What to do:
Transcribe only what runs from the line containing "Target: yellow sunflower" through the end of the listing, line for line and exactly, and omit the pictures.

----------------------------------------

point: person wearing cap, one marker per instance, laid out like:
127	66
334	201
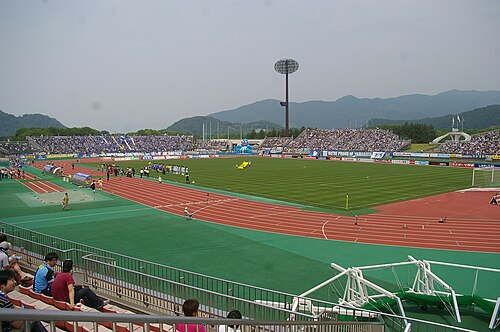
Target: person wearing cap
233	314
64	289
190	309
7	285
44	276
10	263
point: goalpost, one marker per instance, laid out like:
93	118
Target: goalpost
485	177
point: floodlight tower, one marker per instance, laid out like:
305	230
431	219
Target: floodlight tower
286	66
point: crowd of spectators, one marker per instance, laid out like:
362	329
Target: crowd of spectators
15	148
275	142
212	145
487	143
110	144
310	139
348	140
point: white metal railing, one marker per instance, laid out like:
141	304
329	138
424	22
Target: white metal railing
139	284
168	323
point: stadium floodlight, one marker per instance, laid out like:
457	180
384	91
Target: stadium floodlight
286	66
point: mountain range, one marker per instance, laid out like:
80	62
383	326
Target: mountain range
479	118
10	123
346	112
353	112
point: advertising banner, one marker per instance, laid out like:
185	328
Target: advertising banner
455	164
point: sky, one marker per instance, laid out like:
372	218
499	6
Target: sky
123	65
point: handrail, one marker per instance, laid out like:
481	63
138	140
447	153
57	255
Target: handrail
73	316
168	291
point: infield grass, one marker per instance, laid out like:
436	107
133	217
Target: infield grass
318	183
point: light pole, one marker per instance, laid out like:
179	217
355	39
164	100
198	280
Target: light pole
286	66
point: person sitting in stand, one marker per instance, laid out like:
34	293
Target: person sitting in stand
233	314
64	289
11	263
190	309
44	275
7	285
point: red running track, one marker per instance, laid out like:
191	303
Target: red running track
40	187
471	223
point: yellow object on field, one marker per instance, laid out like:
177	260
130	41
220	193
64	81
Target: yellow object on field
243	165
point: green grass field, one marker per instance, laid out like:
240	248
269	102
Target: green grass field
318	183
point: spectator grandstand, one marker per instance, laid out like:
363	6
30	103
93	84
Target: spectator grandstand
348	140
481	144
275	142
14	148
110	144
212	145
310	139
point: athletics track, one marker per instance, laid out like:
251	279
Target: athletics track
471	224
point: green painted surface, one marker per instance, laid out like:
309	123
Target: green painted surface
287	263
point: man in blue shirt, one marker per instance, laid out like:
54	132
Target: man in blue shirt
44	276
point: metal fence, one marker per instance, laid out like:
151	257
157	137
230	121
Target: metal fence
161	289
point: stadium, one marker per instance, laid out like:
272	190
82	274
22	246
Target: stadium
336	229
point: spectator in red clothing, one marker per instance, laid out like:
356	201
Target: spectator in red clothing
190	309
64	289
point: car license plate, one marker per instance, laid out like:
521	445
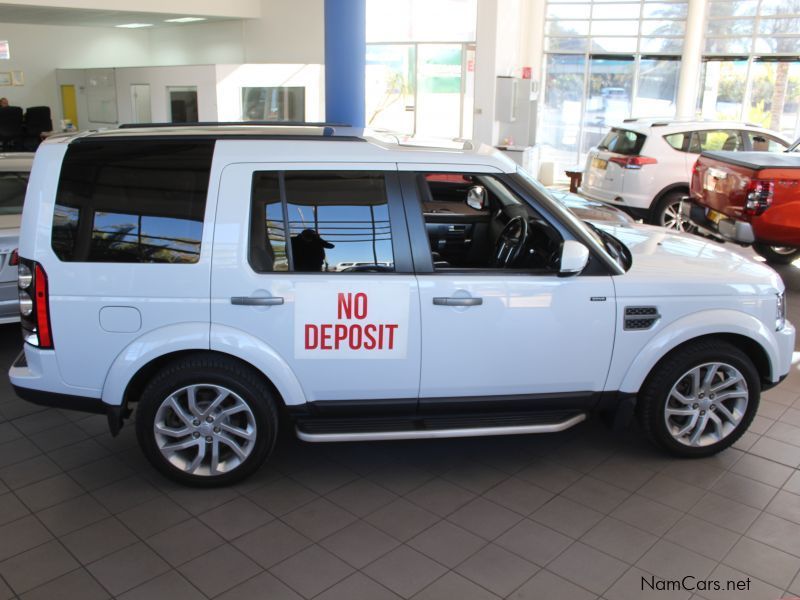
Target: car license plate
712	179
599	163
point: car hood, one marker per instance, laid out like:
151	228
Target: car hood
680	264
8	222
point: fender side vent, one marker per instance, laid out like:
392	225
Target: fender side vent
639	318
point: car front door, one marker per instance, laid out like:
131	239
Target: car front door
313	260
507	334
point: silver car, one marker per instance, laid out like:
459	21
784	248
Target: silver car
14	170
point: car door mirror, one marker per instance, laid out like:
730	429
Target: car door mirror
574	257
476	197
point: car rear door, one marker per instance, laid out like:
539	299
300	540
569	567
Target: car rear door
284	237
605	165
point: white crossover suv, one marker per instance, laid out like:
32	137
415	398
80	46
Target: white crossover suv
193	273
645	165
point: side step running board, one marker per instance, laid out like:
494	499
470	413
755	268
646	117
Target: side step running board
413	434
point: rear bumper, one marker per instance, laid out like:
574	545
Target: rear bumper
9	302
785	338
728	229
31	387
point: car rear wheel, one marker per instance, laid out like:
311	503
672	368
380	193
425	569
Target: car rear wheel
206	421
668	213
777	255
700	399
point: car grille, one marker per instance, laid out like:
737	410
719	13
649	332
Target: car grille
638	318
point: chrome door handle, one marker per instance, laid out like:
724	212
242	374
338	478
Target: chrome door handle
457	301
255	301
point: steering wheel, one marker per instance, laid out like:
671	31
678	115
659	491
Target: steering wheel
512	240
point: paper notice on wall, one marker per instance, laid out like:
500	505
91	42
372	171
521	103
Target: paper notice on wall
359	321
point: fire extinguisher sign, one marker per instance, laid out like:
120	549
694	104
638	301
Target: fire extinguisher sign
359	321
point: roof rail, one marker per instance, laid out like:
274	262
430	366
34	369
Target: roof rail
234	124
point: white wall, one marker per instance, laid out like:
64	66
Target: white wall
38	50
232	78
289	31
197	44
201	76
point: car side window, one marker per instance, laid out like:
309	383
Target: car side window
716	139
760	142
476	222
132	201
320	222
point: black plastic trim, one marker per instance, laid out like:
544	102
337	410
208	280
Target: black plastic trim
235	124
169	137
65	401
518	403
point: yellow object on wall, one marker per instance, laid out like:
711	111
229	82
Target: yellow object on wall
69	104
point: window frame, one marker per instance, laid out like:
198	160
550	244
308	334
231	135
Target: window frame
132	147
697	132
401	250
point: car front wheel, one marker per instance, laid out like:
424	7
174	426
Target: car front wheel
206	421
700	399
667	213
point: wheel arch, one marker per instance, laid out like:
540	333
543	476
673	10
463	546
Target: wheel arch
748	345
143	357
740	329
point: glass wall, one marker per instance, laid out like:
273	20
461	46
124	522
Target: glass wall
752	69
606	61
420	66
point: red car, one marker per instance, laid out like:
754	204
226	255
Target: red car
749	198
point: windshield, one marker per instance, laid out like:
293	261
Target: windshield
566	216
12	192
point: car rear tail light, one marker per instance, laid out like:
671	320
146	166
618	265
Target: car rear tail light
633	162
34	303
759	196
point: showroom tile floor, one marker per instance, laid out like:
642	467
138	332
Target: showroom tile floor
583	514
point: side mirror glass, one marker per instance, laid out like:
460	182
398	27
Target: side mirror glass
574	257
476	197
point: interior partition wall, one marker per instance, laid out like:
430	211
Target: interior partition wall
421	66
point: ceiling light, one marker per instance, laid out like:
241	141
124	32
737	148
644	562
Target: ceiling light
185	20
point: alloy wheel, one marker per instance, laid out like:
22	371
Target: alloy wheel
706	404
205	429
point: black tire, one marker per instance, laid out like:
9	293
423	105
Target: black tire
653	396
214	370
777	255
660	216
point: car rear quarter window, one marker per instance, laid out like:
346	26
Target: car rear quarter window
716	139
623	141
132	201
12	192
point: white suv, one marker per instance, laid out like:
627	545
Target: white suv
193	273
645	165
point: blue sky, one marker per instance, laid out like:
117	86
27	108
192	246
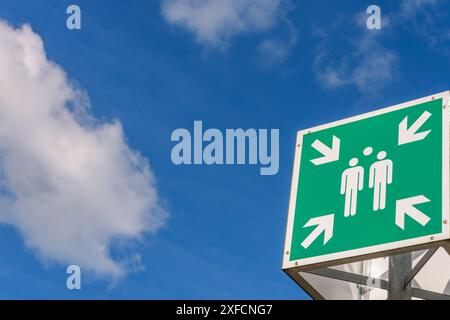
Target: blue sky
225	231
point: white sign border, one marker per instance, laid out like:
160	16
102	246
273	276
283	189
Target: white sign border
372	251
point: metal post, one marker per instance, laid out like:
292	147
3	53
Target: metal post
399	267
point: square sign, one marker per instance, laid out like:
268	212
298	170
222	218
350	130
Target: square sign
369	184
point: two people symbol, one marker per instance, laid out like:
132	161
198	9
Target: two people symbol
352	182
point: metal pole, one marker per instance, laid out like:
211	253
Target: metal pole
399	267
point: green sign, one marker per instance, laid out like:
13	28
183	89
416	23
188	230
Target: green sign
371	183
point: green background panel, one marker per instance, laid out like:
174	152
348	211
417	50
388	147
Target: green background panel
417	170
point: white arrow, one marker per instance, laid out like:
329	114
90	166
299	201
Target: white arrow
406	207
324	225
407	135
329	154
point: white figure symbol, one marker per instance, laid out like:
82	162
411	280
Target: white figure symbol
352	182
380	176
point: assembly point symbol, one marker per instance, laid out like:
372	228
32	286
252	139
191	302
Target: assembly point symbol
351	182
380	176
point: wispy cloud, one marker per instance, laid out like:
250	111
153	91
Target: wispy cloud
274	51
215	22
365	62
70	185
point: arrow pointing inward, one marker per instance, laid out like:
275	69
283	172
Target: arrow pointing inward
329	154
407	135
324	225
406	207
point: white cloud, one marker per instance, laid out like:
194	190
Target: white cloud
214	22
274	51
70	185
369	66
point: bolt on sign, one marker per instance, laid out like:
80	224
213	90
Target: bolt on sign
370	184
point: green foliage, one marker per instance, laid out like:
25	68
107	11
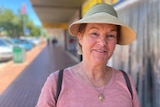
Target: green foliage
14	25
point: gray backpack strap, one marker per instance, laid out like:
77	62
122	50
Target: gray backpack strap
127	82
59	84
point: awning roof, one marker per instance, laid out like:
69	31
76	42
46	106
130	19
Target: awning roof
56	12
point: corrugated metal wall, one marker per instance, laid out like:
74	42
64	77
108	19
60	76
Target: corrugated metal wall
142	58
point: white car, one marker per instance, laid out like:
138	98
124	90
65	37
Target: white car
5	50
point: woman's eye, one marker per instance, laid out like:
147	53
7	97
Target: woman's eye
110	36
95	34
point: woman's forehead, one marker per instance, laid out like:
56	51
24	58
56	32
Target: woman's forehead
101	25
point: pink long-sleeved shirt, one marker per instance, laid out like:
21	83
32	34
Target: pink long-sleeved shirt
76	93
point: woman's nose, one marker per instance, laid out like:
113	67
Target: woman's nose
103	41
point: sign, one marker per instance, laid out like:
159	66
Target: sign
55	25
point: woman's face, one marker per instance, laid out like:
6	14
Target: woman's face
98	42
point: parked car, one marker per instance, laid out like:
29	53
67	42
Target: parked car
6	52
23	44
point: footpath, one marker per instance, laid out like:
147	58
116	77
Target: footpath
24	81
11	70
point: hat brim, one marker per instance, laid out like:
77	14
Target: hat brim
127	35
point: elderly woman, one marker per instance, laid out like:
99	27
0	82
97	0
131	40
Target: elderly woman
92	83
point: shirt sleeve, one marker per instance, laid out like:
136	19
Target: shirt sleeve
47	95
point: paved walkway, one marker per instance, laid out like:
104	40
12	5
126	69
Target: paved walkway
25	90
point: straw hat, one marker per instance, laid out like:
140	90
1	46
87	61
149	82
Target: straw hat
104	13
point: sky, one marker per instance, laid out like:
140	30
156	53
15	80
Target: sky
15	5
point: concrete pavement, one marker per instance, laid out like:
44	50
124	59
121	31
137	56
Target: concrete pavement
25	89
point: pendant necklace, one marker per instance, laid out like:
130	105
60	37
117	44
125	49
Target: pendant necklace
101	97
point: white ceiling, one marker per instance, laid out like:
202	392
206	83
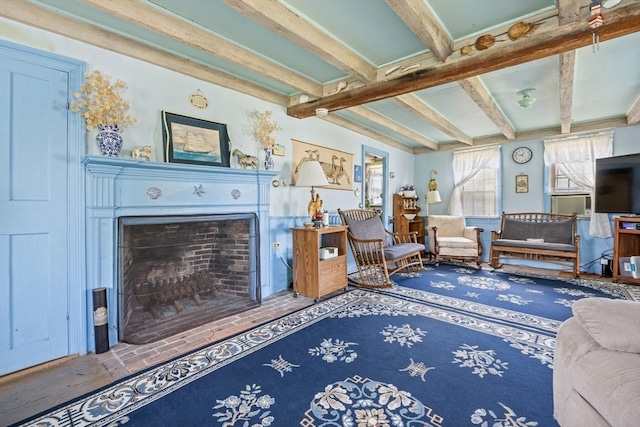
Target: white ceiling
281	49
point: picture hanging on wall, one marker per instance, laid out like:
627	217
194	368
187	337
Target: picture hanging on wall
194	141
522	183
278	150
357	173
337	165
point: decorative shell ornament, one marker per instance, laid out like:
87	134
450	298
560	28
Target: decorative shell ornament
485	42
466	50
198	100
520	29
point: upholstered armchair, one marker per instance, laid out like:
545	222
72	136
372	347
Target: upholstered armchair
450	238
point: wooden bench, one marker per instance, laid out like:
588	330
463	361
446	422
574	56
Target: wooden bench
537	236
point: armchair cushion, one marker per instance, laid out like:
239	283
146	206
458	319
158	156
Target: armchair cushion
453	238
402	250
605	321
369	229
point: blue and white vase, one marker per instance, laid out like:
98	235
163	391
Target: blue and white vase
109	140
268	160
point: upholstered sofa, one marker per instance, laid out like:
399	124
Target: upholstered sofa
596	375
450	238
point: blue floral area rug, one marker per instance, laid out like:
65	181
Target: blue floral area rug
361	358
551	297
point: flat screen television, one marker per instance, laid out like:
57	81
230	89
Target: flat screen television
617	187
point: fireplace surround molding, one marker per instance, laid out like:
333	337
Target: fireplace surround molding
118	187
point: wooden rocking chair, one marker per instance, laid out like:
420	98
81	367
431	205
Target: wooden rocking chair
378	252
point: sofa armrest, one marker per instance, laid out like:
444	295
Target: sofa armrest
472	233
610	322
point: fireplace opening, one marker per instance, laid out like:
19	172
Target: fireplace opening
180	272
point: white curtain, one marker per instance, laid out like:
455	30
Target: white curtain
466	164
576	158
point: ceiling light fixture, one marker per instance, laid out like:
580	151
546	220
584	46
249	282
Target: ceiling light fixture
527	100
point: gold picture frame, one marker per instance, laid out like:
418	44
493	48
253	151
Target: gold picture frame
522	183
337	165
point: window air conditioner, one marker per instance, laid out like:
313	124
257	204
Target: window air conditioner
571	203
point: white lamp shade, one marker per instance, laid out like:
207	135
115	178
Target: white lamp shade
311	175
433	196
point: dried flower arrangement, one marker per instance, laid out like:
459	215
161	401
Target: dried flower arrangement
265	129
101	103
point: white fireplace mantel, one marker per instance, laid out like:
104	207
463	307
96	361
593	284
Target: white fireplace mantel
124	187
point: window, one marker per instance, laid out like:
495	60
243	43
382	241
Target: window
475	173
479	194
571	162
561	183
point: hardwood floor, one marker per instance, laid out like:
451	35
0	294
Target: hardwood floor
34	390
28	392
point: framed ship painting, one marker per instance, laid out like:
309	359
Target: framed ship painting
194	141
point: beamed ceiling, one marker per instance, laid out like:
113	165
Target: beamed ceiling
393	70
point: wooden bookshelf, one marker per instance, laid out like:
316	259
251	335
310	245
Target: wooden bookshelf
626	243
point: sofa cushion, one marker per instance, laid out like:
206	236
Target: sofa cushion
609	322
552	232
533	245
609	381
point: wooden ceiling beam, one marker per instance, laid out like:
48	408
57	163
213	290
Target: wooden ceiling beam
478	92
545	133
38	17
424	25
274	16
416	106
153	19
381	120
545	42
368	132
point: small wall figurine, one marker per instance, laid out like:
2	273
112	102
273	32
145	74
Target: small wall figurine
245	160
144	153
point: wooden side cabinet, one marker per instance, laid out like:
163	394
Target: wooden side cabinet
626	243
312	276
405	216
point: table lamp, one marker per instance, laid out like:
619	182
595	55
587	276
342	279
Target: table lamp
312	175
433	195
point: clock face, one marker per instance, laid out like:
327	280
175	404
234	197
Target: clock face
522	155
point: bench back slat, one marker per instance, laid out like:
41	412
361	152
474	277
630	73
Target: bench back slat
558	228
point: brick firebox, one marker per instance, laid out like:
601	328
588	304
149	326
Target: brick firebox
182	272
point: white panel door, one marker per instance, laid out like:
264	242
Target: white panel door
34	245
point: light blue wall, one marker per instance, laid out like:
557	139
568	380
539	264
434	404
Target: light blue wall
626	141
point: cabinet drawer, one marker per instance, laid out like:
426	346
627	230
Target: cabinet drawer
332	274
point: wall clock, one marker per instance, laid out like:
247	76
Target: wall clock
522	155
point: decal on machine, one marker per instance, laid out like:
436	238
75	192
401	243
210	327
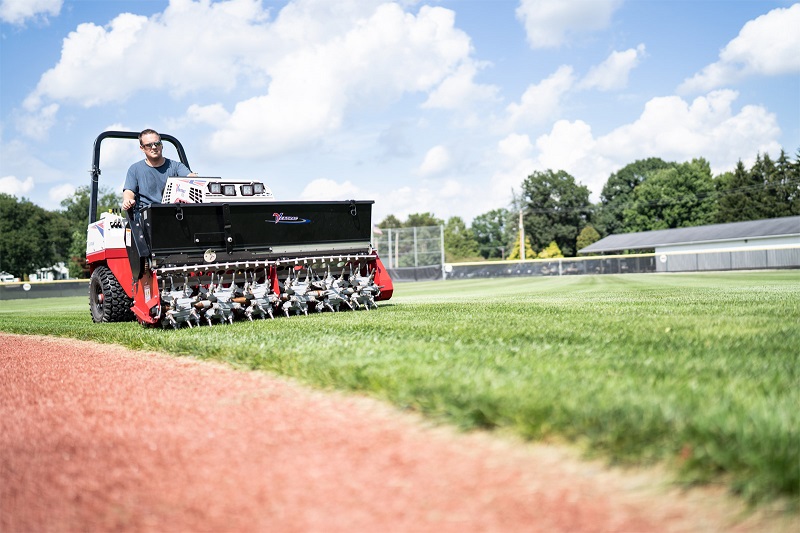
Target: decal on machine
280	218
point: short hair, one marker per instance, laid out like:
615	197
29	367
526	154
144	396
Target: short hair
148	131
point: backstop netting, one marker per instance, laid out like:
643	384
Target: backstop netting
411	254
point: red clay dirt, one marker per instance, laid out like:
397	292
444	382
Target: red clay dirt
101	438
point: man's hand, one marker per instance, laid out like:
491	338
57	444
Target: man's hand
128	199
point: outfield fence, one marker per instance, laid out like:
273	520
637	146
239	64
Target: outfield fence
737	259
19	290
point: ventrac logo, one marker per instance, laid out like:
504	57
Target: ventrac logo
280	218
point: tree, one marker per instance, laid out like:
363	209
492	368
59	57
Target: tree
781	196
76	207
459	243
30	237
491	232
390	221
587	236
617	193
75	210
530	253
418	220
556	209
736	199
677	197
551	251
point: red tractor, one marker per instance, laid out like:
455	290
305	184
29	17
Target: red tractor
217	250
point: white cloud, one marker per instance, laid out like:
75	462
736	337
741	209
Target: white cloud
768	45
570	146
541	102
548	23
669	128
460	90
19	11
327	189
376	57
613	73
15	186
511	163
60	192
436	161
37	124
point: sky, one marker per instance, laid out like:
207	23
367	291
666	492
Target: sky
440	106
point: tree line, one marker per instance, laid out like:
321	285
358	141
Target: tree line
33	238
558	218
648	194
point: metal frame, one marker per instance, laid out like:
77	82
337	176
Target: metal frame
95	170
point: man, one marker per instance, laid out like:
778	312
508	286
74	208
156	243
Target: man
146	179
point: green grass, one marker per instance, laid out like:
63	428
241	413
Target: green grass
700	372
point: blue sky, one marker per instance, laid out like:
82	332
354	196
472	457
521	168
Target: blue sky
439	106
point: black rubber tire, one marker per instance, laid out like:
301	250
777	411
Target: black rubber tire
107	300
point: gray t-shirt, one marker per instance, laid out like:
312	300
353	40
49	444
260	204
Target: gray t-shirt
147	183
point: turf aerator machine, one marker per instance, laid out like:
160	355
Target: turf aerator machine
216	250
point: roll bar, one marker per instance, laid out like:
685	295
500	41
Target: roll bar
95	171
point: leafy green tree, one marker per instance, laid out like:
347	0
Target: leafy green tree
491	232
30	237
681	196
556	209
617	193
587	236
390	221
530	253
551	251
781	196
76	207
459	243
75	210
736	191
418	220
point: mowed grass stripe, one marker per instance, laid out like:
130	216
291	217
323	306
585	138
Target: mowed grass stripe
696	371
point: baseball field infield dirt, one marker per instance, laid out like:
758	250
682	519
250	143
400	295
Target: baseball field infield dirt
100	438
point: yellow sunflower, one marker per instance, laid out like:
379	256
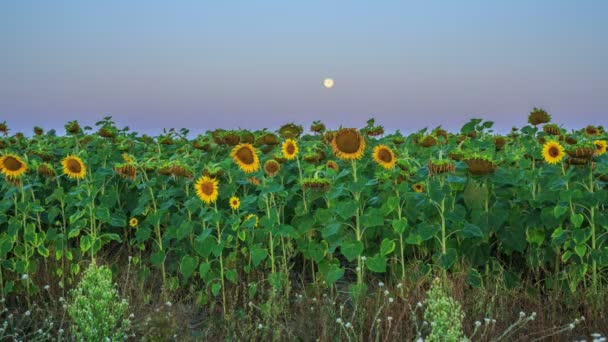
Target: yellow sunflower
73	167
128	158
207	189
235	203
290	149
348	144
12	166
553	152
600	146
246	157
252	216
384	156
272	167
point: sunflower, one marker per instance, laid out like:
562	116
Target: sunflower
128	158
384	156
246	157
12	166
253	216
73	167
348	144
553	152
235	203
290	149
600	146
207	189
272	167
332	165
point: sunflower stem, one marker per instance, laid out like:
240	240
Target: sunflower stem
219	240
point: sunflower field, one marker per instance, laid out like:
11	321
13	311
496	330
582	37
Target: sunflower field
288	210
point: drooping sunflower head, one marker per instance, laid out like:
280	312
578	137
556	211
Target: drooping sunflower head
272	167
348	144
591	130
553	152
128	158
384	156
73	167
254	218
600	146
332	165
12	166
418	187
246	157
207	189
290	149
235	203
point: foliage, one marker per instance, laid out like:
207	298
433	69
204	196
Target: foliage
95	308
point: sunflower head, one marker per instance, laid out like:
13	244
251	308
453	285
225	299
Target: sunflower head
235	203
348	144
600	146
253	217
246	157
73	167
126	171
128	158
332	165
316	184
384	156
317	127
46	170
290	131
290	149
207	189
272	167
591	130
418	187
538	116
38	131
12	166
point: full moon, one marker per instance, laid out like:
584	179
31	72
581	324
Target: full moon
328	83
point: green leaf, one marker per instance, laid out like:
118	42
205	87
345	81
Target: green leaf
351	249
377	263
577	220
215	289
43	251
399	225
580	250
449	259
187	266
334	274
73	233
472	231
474	278
387	247
86	242
102	214
258	255
559	210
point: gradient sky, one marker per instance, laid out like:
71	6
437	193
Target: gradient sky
255	64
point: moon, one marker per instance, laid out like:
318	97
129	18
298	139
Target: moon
328	83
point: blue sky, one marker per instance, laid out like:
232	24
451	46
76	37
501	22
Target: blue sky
255	64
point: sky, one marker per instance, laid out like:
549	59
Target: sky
255	64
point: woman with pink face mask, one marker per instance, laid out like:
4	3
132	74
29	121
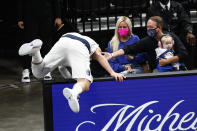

----------------------------------------

Solution to the problem:
Target: yellow sunflower
73	167
128	158
207	189
235	203
290	149
348	144
12	166
553	152
600	146
246	157
252	216
384	156
272	167
point: sunflower, one marker per instance, laid out like:
562	116
Target: sunflower
128	158
384	156
246	157
12	166
253	216
73	167
348	144
553	152
235	203
290	149
600	146
207	189
272	167
332	165
point: sunflower stem, one marker per instance, laid out like:
240	240
Target: sunflower stem
219	240
point: sunflower field, one marker per instance, laid out like:
11	321
13	311
496	330
582	37
Target: sunflower field
288	210
point: drooping sunflower head, one marker per instance, laid out like:
280	312
578	137
556	211
Target: drooping sunflower head
272	167
348	144
591	130
553	152
128	158
384	156
73	167
254	218
600	146
332	165
12	166
418	187
246	157
207	189
290	149
235	203
point: foliage, one marker per instance, laid out like:
207	298
433	69
204	196
Target: foliage
95	308
point: sunflower head, one marker per instance, laid out like:
13	244
251	308
453	285
225	299
Target: sunflower head
235	203
348	144
600	146
253	217
246	157
73	167
126	171
128	158
332	165
316	184
384	156
317	127
46	170
290	131
290	149
207	189
272	167
591	130
418	187
538	116
38	131
12	166
point: full moon, one marker per instance, laid out like:
584	179
31	72
581	324
Target: full moon
328	83
point: green leaf, one marker per instance, laid out like:
118	42
205	87
345	81
Target: green leaf
351	249
377	263
577	220
215	289
43	251
399	225
580	250
449	259
187	266
334	274
73	233
472	231
474	278
387	247
86	242
102	214
258	255
559	210
point: gradient sky, one marker per instance, laid out like:
71	6
437	193
Target: gradient sky
255	64
point: moon, one marker per instance, laid out like:
318	97
129	18
298	139
Target: moon
328	83
point: blue sky, one marker per instance, laid out like:
232	24
451	46
76	37
501	22
Target: blue sky
255	64
point: sky, one marker per instance, laid out like:
549	59
Target: sky
255	64
point: woman with pink face mask, one marker per instance, laid out like:
4	3
132	74
29	121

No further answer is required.